I have given everything for my daughter and to put her needs first. Stbxh is a N btw. 

Do I even respond? This is crap. I don't want the attny back involved as I already paid ridiculous amounts to even get to an agreement in the first place.


----------



## PBear (Nov 16, 2010)

What does your agreement say? And what does the letter from his attorney say?

C
_Posted via Mobile Device_


----------



## motherofone (Jan 10, 2013)

It does say unlimited access while living together and sharing in her care. Btw she's almost 3 and he now wants to be involved. 

I guess I could always move out. Difficult to do, but nothing forces me to stay.


----------



## motherofone (Jan 10, 2013)

The letter says I violated the agreement by preventing access on two dates. (Both times he saw her)


----------



## PBear (Nov 16, 2010)

I'm trying to picture how "scheduled visitation" works with "unlimited access", and how your daughter sleeping in your room one night blocks his access. Did he have a trip to Disneyland planned that night?

So what does the letter say besides that? Is there a request for specific changes?

C


----------



## motherofone (Jan 10, 2013)

No request for change just a threat. There are provisions if We live separately.

She has been in my room for a while now but I am tired of his access to my personal space. I solely care for her all night. Haven't had a good night sleep in a while.


----------



## motherofone (Jan 10, 2013)

When i say scheduled it means he has indicated on the child's calendar as there are designated hours he wants to spend with her.


----------



## PBear (Nov 16, 2010)

Hmmm. I'd be tempted to file the letter in the nice circular filing cabinet by your desk, and let him take things to court if he likes. Make sure you have notes and documentation on any incidents, including other late appearances by him. But from what I've heard, judges in family court are typically most interested in what's best for the kids, rather than punishing parents.

* * *

## CHALLENGES:
1 – In the custody forum thread, how old does motherofone say her daughter is?
2 – Reproduce the custody forum thread from "She has been" to "spend with her.", substituting "schedule" for "calendar".
3 – Proceed with the custody forum thread, picking up after its final post.

* * *

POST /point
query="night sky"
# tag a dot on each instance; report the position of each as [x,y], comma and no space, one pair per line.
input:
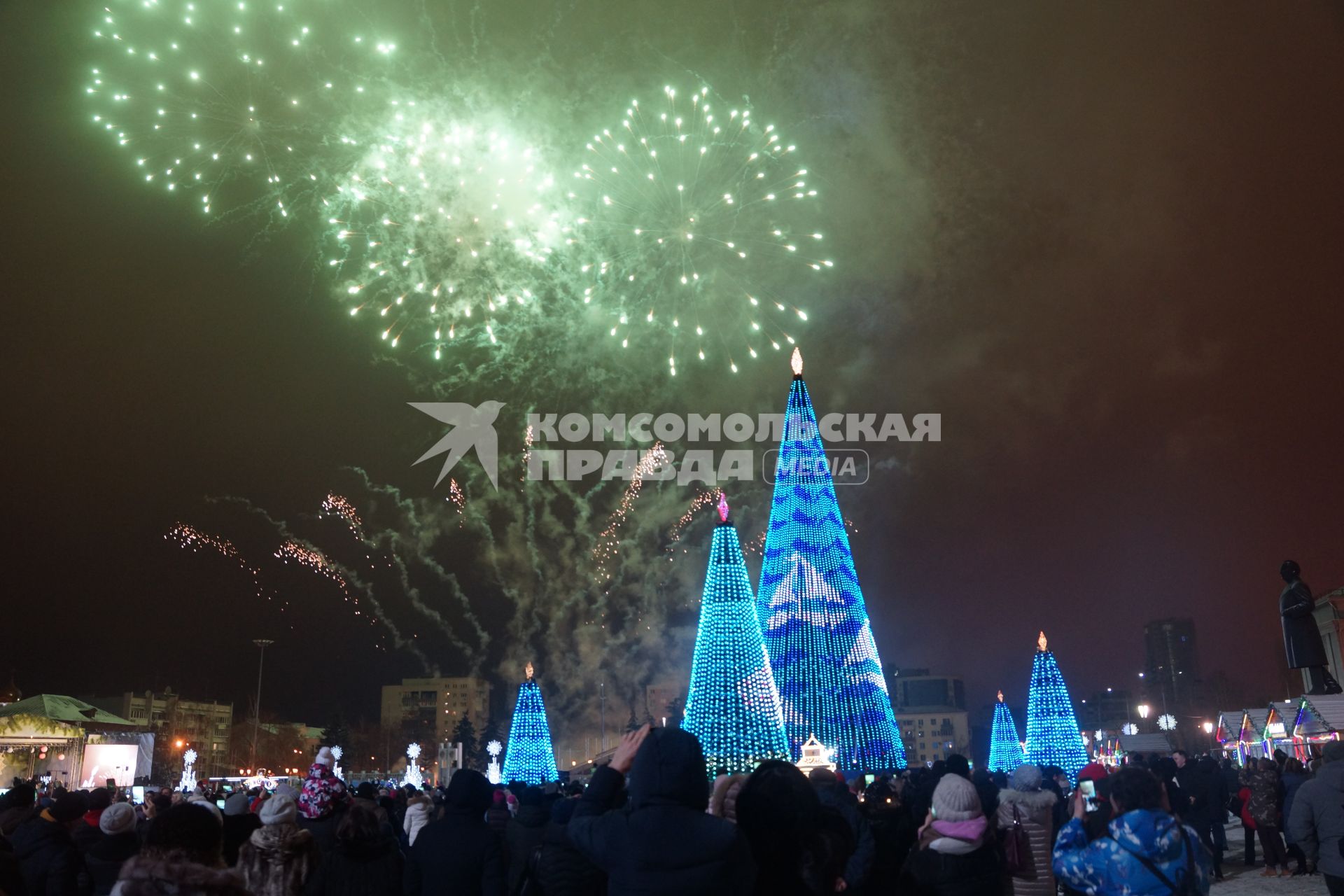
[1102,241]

* * *

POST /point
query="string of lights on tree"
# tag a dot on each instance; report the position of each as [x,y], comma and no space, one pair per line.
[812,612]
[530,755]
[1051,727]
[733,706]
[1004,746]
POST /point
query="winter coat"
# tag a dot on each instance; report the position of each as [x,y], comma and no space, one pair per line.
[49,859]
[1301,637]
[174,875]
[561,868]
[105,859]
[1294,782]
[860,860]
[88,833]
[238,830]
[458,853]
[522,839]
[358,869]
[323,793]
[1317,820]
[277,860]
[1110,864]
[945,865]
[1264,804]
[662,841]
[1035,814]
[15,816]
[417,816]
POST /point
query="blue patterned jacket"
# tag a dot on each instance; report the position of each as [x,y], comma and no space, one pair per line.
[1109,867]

* * *

## ANSWERS TO THE EXERCISE:
1 – Almost 3.

2 –
She has been in my room for a while now but I am tired of his access to my personal space. I solely care for her all night. Haven't had a good night sleep in a while.


----------



## motherofone (Jan 10, 2013)

When i say scheduled it means he has indicated on the child's schedule as there are designated hours he wants to spend with her.

3 –
Having said all that, a proactive short discussion with your lawyer may be in order. Or just move out. I haven't heard of too many in home separations that have gone well. After all, you want a separation for a reason, right?

C


----------



## motherofone (Jan 10, 2013)

I think I will respond but think this is all a bunch of smoke. 

He's hardly ever around but if he is going to pull this stuff then I will move out. I have primary physical custody if I do. Just not sure if child support would kick in if he can find a way to stay here.

And yes I don't want to be with any more dysfunctional individuals so we are not reconciling.


----------



## motherofone (Jan 10, 2013)

I talked to a friend of mine who is a lawyer in a different area. She said to file it in the metal round filing cabinet too. Guess I ignore it and keep good records.


----------



## Mavash. (Jan 26, 2012)

Unless you're being served and it's an official court document yes file the letter away and forget it. 

Experience: my dad is an N. They truly suck.


----------



## motherofone (Jan 10, 2013)

Thanks! This is such foreign territory for me.


----------



## MSC71 (Aug 1, 2012)

Def keep notes or some type of journal.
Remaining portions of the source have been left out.